**Aim of the task**
Copy out the lines below verbatim, beginning with the line that contains "What part of this scan shows the wooden plank, and" and running through the end of the entries. Include both the first and last lines, and do not copy any other lines.

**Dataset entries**
★ ★ ★ ★ ★ ★ ★
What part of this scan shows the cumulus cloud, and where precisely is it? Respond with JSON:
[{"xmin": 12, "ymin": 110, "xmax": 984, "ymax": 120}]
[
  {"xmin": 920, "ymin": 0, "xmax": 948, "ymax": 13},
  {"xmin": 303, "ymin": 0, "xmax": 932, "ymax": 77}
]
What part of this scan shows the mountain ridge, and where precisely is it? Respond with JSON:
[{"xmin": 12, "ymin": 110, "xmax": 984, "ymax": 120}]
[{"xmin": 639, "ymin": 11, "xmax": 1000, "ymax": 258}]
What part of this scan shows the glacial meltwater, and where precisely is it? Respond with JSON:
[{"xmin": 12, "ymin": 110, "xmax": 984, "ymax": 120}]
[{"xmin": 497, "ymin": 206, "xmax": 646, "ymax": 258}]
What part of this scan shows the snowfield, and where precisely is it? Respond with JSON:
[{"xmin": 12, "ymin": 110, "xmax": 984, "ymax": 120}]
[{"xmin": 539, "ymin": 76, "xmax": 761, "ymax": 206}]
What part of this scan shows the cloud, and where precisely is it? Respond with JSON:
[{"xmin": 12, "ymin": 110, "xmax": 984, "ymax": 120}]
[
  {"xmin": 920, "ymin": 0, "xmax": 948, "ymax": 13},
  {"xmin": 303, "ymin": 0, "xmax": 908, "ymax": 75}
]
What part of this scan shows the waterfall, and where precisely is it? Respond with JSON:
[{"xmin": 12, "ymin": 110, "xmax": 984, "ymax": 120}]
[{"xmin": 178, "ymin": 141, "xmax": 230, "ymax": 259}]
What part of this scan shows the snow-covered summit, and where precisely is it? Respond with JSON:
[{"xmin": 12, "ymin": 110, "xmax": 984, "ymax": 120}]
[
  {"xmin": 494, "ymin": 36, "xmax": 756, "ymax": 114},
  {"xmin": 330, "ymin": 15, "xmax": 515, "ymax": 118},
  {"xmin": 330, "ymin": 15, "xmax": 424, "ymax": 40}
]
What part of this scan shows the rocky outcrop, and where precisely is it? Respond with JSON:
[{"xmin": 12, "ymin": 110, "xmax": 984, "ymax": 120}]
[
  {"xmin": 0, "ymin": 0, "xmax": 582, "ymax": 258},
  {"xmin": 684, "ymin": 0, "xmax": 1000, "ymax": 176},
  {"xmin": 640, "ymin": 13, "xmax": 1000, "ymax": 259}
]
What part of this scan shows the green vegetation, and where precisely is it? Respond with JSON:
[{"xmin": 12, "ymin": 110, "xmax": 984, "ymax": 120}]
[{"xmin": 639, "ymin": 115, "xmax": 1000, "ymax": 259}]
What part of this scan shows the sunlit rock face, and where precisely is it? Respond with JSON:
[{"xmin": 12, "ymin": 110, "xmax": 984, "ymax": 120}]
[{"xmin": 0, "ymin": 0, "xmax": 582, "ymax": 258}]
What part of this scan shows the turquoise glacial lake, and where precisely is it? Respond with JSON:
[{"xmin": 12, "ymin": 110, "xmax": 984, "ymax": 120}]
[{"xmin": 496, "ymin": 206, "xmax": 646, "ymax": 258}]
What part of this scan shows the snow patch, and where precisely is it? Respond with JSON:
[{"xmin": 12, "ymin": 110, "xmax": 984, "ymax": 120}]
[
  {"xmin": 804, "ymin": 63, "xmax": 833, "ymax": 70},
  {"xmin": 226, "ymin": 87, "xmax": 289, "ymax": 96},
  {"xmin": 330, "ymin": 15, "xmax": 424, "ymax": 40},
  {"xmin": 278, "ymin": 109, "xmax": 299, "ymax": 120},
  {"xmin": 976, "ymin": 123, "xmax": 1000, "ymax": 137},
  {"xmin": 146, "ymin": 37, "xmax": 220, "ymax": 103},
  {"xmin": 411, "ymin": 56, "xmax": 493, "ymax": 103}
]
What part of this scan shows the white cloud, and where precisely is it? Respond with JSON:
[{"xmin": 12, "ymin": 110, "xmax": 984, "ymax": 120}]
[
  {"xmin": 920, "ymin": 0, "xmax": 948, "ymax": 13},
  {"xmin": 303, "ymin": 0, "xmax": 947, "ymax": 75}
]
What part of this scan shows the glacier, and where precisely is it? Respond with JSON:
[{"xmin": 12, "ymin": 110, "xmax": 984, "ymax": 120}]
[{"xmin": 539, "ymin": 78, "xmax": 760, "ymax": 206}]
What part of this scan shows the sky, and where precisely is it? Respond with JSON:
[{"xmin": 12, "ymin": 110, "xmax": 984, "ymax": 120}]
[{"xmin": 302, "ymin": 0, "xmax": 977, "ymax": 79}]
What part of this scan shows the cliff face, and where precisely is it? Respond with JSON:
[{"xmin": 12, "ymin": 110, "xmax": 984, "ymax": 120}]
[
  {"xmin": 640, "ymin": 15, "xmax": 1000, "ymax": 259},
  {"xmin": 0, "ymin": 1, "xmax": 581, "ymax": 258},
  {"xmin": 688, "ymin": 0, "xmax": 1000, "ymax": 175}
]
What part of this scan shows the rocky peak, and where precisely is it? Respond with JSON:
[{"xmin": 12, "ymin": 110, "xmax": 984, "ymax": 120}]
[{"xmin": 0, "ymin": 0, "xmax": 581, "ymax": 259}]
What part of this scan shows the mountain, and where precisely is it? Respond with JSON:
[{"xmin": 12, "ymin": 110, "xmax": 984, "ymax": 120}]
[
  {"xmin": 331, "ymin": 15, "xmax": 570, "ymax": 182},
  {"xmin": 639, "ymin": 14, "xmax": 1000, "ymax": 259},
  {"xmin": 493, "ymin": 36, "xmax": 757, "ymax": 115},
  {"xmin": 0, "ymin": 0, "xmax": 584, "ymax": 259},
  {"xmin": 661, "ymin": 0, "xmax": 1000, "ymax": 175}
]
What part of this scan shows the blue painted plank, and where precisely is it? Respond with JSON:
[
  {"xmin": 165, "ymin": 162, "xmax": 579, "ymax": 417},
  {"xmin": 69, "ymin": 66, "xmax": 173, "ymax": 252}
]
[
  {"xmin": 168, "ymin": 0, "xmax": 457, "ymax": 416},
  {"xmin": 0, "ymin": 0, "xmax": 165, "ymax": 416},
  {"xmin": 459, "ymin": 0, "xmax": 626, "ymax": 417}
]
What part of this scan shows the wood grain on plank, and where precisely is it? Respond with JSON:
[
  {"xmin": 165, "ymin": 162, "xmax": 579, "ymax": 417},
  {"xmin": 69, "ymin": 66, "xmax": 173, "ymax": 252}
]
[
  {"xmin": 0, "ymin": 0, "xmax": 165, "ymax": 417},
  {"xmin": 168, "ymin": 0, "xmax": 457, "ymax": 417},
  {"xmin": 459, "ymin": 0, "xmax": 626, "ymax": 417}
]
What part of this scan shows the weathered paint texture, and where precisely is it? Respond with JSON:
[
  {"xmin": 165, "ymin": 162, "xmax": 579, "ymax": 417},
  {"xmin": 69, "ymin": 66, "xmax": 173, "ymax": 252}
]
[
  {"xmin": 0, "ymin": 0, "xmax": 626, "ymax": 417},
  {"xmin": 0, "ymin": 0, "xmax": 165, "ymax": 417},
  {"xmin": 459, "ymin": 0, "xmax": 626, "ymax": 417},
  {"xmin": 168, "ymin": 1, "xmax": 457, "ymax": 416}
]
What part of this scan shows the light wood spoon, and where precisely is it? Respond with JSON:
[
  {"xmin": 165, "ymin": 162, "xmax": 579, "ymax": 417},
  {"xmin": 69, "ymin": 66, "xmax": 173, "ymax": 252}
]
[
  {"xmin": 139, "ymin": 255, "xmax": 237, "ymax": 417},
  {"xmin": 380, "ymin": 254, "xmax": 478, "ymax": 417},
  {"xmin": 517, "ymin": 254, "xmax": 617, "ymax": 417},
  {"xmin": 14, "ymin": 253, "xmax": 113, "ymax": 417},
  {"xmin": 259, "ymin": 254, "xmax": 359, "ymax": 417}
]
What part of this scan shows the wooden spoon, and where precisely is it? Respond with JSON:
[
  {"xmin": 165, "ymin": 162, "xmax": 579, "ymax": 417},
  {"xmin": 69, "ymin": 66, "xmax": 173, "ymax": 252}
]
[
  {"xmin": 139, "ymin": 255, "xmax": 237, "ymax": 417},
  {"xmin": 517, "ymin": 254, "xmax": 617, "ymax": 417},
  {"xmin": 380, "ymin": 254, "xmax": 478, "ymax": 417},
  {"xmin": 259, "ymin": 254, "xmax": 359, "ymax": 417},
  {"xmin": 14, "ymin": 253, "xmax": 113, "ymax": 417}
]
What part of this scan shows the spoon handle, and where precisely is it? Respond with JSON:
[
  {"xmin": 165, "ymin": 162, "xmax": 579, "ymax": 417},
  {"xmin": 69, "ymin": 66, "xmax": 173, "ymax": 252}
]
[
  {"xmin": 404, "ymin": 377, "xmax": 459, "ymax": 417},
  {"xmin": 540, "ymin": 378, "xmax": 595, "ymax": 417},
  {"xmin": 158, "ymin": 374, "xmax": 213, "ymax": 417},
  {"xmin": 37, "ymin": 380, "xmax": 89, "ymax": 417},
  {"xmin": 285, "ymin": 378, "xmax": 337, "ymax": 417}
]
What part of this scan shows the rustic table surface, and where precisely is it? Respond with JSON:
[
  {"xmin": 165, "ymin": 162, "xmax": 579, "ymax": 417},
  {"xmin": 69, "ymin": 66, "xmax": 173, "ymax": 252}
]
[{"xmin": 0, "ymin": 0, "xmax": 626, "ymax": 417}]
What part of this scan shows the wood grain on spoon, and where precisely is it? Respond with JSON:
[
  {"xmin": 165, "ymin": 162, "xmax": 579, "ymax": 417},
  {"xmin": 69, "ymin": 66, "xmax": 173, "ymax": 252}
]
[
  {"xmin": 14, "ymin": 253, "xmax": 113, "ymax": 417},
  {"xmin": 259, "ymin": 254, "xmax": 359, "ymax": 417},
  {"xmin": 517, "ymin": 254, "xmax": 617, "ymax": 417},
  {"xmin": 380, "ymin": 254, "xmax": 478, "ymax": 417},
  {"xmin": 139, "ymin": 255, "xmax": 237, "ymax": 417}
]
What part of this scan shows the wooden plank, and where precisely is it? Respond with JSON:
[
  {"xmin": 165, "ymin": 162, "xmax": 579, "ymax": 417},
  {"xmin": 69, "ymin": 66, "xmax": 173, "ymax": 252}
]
★ ★ ★ ★ ★ ★ ★
**Output below**
What part of this scan shows the wooden plank, and where precisely is it? Respond with JSON:
[
  {"xmin": 165, "ymin": 162, "xmax": 579, "ymax": 417},
  {"xmin": 69, "ymin": 66, "xmax": 173, "ymax": 252}
]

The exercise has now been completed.